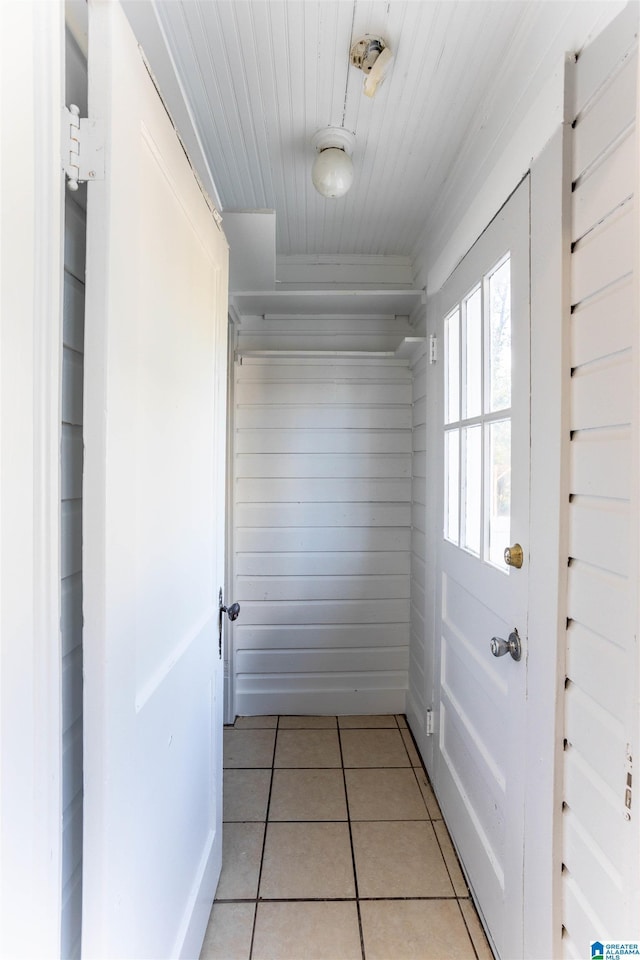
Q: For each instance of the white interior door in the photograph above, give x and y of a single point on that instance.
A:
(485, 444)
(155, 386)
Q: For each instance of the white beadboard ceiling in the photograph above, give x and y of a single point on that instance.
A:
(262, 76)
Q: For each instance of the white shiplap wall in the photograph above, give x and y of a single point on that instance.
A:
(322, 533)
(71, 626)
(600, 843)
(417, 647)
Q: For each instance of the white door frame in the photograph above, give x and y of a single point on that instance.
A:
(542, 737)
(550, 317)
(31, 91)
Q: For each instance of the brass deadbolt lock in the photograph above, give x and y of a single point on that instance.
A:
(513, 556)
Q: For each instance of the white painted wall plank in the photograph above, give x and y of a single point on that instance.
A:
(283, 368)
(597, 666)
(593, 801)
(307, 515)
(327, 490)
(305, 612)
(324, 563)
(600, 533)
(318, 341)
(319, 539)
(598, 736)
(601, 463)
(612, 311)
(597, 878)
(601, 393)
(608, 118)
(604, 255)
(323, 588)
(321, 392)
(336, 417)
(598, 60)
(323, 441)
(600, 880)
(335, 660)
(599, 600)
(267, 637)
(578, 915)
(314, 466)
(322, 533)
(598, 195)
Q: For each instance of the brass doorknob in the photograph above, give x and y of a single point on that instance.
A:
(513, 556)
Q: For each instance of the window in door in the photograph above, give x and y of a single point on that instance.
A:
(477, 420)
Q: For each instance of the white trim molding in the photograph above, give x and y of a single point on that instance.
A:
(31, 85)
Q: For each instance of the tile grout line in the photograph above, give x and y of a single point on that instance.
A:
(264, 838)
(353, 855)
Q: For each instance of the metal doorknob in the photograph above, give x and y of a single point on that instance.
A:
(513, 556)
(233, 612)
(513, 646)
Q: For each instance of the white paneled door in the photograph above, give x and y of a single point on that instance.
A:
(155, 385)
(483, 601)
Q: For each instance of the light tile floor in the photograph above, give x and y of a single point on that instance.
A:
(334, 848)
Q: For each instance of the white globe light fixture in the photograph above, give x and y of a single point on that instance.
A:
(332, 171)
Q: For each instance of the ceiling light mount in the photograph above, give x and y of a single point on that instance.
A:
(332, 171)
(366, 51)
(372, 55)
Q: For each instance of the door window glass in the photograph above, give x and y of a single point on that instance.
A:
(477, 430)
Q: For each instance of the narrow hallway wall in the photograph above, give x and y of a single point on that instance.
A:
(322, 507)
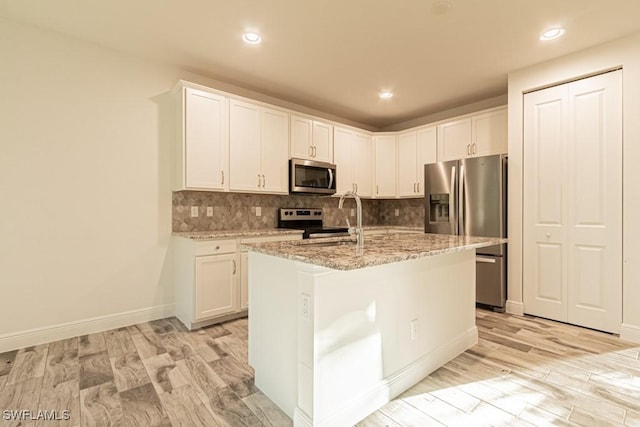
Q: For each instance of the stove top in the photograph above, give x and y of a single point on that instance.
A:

-- -- --

AIM OF THE TASK:
Pull every line that holds the string "ceiling" out of the records.

EXERCISE SOLUTION:
Q: For each instance of the white beadboard ceiling in the photograph above, give x and y of a single point on that instance.
Q: For each instance of the ceiling light mount in the photograph above, give x and y of a single point on that instance.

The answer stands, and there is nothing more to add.